Show each line of the records below that contains the string "spot". Case counts.

(INPUT RECORDS)
# # #

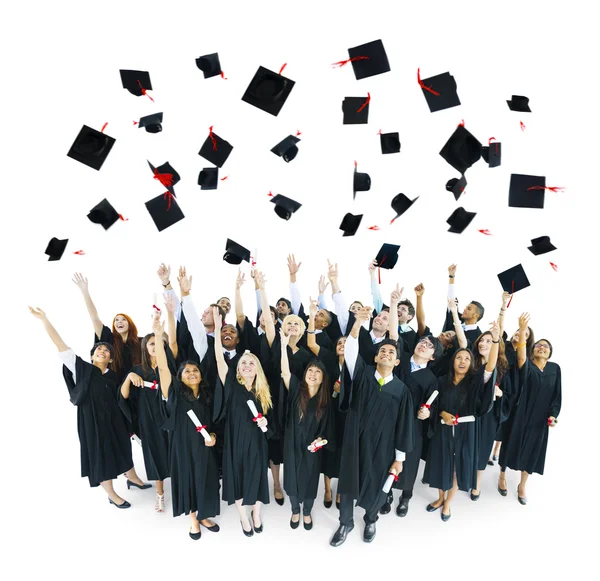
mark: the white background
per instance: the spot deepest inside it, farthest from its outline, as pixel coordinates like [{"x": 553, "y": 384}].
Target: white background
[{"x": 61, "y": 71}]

# # #

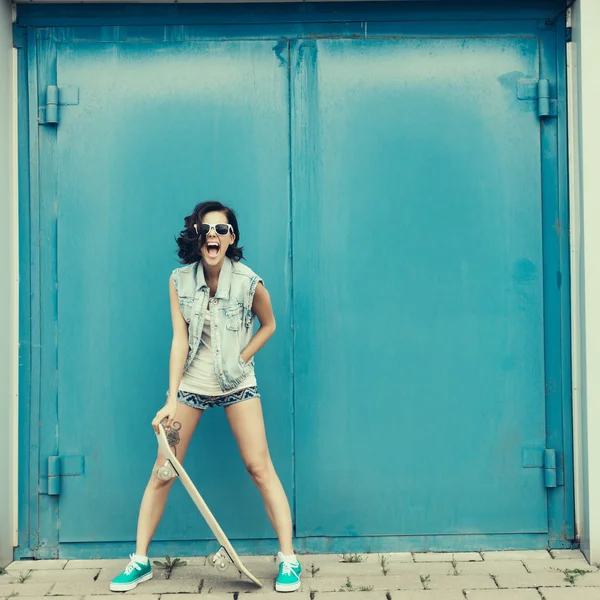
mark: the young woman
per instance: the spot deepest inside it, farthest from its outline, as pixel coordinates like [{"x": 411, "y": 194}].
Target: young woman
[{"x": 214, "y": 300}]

# # #

(EXERCISE OUTPUT)
per instance: the spot deepest inside it, farthest from its outline, as pixel coordinates like [{"x": 553, "y": 384}].
per instance: the spot deepest inside it, farthest from its outline, as pixel coordinates like [{"x": 411, "y": 194}].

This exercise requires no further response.